■ Aim
Turn the entries below into a two-column CSV with the header row entry_text,answer and one row for each entry. Put the entry's text and its answer each in a single double-quoted field, with every line break replaced by a space.

■ Material for the task
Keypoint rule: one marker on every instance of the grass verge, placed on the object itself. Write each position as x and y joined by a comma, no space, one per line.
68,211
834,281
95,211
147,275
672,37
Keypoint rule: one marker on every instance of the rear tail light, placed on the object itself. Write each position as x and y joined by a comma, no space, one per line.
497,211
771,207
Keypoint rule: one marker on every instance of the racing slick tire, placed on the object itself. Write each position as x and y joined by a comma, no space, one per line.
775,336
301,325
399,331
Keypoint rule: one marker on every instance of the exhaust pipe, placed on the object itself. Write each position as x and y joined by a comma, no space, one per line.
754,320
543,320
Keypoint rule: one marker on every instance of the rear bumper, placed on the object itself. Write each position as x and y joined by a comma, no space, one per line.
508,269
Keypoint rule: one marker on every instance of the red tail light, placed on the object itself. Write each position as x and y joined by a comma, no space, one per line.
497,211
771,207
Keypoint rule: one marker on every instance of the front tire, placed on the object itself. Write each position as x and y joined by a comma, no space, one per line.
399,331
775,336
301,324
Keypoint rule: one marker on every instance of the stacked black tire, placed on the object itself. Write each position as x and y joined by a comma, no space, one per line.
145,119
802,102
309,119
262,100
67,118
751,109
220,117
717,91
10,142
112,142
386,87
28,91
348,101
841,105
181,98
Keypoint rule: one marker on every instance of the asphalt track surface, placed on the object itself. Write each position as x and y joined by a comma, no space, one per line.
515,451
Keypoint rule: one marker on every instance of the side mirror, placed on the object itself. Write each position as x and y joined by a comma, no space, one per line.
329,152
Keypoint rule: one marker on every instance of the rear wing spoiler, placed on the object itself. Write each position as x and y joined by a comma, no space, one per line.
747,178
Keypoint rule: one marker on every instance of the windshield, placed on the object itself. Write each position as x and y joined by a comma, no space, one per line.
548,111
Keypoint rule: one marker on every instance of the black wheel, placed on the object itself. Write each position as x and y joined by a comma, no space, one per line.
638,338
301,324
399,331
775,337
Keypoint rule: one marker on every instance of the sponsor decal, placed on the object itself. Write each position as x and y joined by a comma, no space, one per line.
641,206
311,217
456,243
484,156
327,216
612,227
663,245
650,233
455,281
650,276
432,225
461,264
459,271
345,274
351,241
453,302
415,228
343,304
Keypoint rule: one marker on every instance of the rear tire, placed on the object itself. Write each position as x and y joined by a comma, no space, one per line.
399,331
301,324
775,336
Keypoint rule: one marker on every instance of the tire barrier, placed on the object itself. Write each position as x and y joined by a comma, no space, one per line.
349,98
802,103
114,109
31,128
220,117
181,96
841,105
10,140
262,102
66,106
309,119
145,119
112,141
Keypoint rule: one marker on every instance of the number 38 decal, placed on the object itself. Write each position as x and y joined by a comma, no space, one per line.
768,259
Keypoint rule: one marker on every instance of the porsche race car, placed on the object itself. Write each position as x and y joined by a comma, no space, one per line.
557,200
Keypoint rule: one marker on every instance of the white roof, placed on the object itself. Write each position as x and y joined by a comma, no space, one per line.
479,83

■ Answer to the problem
entry_text,answer
"Keypoint rule: one marker on every instance of the grass verge, placed on the object itself. Write each position as x and y joined by a comma, no space, one per line.","68,211 834,281 95,211 147,275 672,37"
"Keypoint rule: one marker on every instance of the rear tail light, placed on the object itself. Write each position as x and y joined by a comma, no space, one per line.","497,211 771,207"
"Keypoint rule: one marker on every instance of the racing slick tire, placed on the object itself. Write each position as x and y joined by a comma, no space, one per line.","775,336 301,325 399,331"
"Keypoint rule: one marker on every instance of the exhaust pipe, placed on the object itself. Write each position as x and y joined by a comma, no space, one per line.","754,320 543,320"
"Keypoint rule: one marker on every instance of the rear bumper, placed on the object itself. Write each position as x and y joined by a comma, no space, one per line.","508,269"
"Keypoint rule: one marker on every instance of the red tail light, placed on the object itself. Write each position as x and y joined by a comma, no space, one per line.","497,211 771,207"
"Keypoint rule: one marker on every instance of the front tire, placed on the object itself. Write each position as x and y joined by a comma, no space, one per line.","399,331 775,336 301,324"
"Keypoint rule: one marker on every instance of the stacked black tire, placed on the object itself. Write each position as x and y joined by a comma, no space, one per line.","145,119 802,102 309,119 262,100 67,118 751,109 220,117 717,91 10,142 112,142 386,87 28,91 348,101 841,105 181,98"
"Keypoint rule: one marker on every instance of the asphalt track surface, placed on the object itself. Write each position as x and y joined by a comma, no space, one per line.","515,451"
"Keypoint rule: one marker on every instance of the side mirror, placed on the object itself. Write each position as x and y joined by a comma, no space, one per line.","329,152"
"Keypoint rule: one marker on every instance of the rear wing spoiler, placed on the object itself. Write each position as x and y joined by a comma, no space, one per line.","747,178"
"Keypoint rule: one marker on every instance of the windshield, placed on the object itself. Write each position as x and y joined by a comma, no space, one per line.","548,111"
"Keypoint rule: one marker on every instance of the black wheel, placed on the object itself. Write each position as x and y joined by a comma, no space, one per line.","638,338 301,324 399,331 775,337"
"Keypoint rule: one marker on every instance of the sponsor decal, placed on the object itself. Write each position as x and y joined by a comma, no space, one per line.","641,206 311,217 456,243 484,156 327,216 612,227 663,245 650,233 455,281 650,276 432,225 461,264 459,271 345,274 351,241 453,302 415,228 343,304"
"Keypoint rule: one marker on every instance of the rear tire, placed on the object itself. Write each position as x and y joined by a comma, no space, one per line.","399,331 301,324 775,336"
"Keypoint rule: one marker on every instance of the tire barrier, placed on the object itself. Write each position as x and y joined by a comma, no space, one per line.","349,98 802,103 114,109 31,128 220,117 181,96 841,105 10,140 262,102 66,106 309,119 145,119 112,141"
"Keypoint rule: one marker on every instance of the number 38 decal, placed on the object itself. Write each position as x and y joined by a comma, no space, one per line.","768,259"
"Keypoint rule: one marker on every instance of the porsche race car, placed on the object itself. Write each position as x and y joined by a comma, no space, one per line.","557,200"
"Keypoint rule: one marker on every instance of the white roof, placed on the object itself. Write each position as x and y joined by a comma, no space, one per line.","479,83"